## Exercise description
Scale the data from the line with "windshield in the photo above." up to and including the last line by 0.7. Repeat each of those lines, requests included, with every coordinate in the answers multiplied by 0.7 and rounded to a whole number, halves rounding up.

Stored entries:

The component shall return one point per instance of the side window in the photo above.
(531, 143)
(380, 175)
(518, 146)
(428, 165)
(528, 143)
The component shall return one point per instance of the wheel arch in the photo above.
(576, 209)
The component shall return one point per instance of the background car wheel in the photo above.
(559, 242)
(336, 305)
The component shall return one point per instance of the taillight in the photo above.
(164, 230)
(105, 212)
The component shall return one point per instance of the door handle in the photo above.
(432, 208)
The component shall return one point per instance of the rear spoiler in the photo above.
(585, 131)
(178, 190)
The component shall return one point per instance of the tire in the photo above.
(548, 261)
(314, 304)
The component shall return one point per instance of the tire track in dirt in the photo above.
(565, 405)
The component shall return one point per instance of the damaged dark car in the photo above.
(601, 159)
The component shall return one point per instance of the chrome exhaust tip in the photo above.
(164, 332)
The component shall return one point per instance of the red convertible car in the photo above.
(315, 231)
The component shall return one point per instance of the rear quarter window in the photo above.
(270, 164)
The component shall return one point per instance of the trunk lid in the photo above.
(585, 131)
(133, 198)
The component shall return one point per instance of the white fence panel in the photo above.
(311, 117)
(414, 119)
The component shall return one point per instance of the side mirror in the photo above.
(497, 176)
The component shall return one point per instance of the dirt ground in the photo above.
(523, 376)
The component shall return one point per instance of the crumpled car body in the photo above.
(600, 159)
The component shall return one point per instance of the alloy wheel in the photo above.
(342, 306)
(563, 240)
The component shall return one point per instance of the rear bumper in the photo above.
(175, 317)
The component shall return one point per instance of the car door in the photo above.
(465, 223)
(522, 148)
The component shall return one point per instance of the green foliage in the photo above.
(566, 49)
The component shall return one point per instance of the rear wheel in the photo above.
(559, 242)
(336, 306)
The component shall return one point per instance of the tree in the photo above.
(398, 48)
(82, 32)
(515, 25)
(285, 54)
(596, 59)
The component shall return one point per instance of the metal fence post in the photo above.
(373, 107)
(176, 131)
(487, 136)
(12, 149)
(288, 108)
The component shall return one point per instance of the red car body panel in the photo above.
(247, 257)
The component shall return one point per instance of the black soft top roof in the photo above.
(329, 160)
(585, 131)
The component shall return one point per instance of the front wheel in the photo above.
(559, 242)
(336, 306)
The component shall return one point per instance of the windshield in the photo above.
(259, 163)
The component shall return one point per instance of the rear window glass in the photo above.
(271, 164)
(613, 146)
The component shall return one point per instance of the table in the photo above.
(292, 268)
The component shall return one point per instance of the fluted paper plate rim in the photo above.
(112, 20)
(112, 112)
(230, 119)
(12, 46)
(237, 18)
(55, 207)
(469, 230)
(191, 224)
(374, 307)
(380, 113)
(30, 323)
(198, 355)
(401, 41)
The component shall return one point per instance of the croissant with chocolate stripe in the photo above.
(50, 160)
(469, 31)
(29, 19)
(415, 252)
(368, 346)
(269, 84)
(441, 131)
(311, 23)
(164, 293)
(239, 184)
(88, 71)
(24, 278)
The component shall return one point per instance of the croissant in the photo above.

## Output for this task
The component shall return one point per instance of the windshield in the photo above.
(181, 114)
The component shall return one point per instance of the rear window glass in the photo above.
(190, 115)
(429, 102)
The component shall return one point per instance of the table in the photo above.
(204, 188)
The component shall return one point per instance of the fluted paper plate rim in the photo above.
(78, 14)
(78, 78)
(161, 83)
(8, 32)
(166, 13)
(39, 145)
(328, 161)
(134, 157)
(262, 215)
(266, 79)
(21, 226)
(139, 249)
(281, 29)
The component shall return one point per instance of the croissant with chocolate stripe in the photo above.
(35, 112)
(328, 22)
(20, 13)
(291, 176)
(258, 242)
(188, 59)
(309, 92)
(218, 16)
(115, 205)
(167, 129)
(62, 50)
(17, 195)
The component shall return one point per instance of the croissant in the photo above.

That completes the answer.